* [DIRECTIVES]:
**A)** According to the announcement about The Dancer exhibition, on what dates does the exhibition appear at the Portland Art Museum?
**B)** Repeat word for word the portion of the announcement about The Dancer exhibition starting at "About the Period" and ending at "titans, and financiers.".

* [GIVEN PASSAGE]:
begin
PORTLAND, OR - This landmark exhibition, appearing exclusively at the Portland Art Museum February 2 through May 11, 2008, explores the complex image of the dancer in the work of three artists intrigued by various manifestations of dance in fin-de-siècle Paris: Edgar Degas (1834-1917), Jean-Louis Forain (1852-1931), and Henri de Toulouse-Lautrec (1864-1901). The Dancer presents an international roster of more than 110 works of art, including rarely seen paintings, pastels, drawings, prints, and sculptures from collections in Europe and the United States.
 
“The Museum is pleased to present The Dancer, perhaps one of the most ambitious exhibitions we have ever undertaken,” said Brian Ferriso, the Marilyn H. and Dr. Robert B. Pamplin, Jr. Director of the Portland Art Museum. “We are extremely grateful to The Dancer’s many underwriters and the major sponsors of the exhibition catalogue, Janet and Richard Geary, all of whom have made this exceptional visual and educational journey possible.”
 
“Artists in late 19th-century France produced some of Europe’s most celebrated and revolutionary works of art,” said Ferriso.  “Among those innovators are Degas, Forain, and Toulouse-Lautrec, who captured the renowned dancers of Paris, creating potent icons of a unique time, place, and culture.”  
 
About the Period
In the 19th century, the most prominent spectators at the Paris Opéra were the annual subscribers, or abonnés—upper class males, political leaders, industry titans, and financiers.
end
* [DATA SEGMENT]:
begin
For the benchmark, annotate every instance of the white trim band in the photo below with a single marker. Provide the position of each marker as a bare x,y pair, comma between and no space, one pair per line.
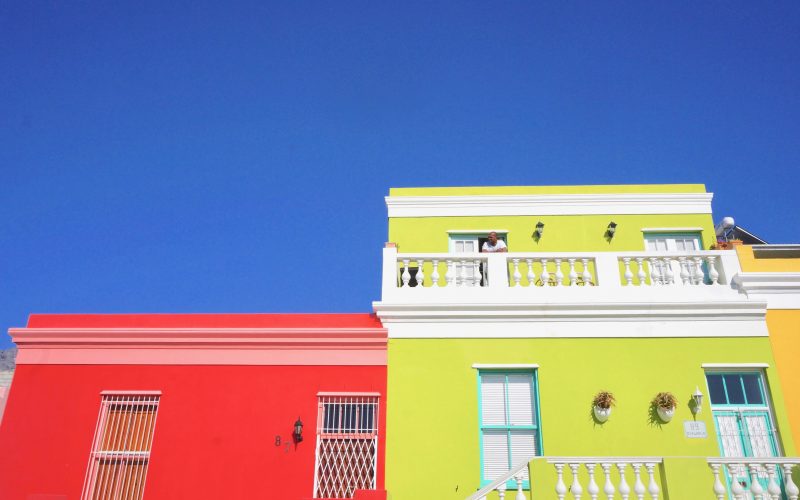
490,366
549,204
end
* [SOLUTIONS TO EACH TASK]:
**A)** February 2 through May 11, 2008.

**B)**
About the Period
In the 19th century, the most prominent spectators at the Paris Opéra were the annual subscribers, or abonnés—upper class males, political leaders, industry titans, and financiers.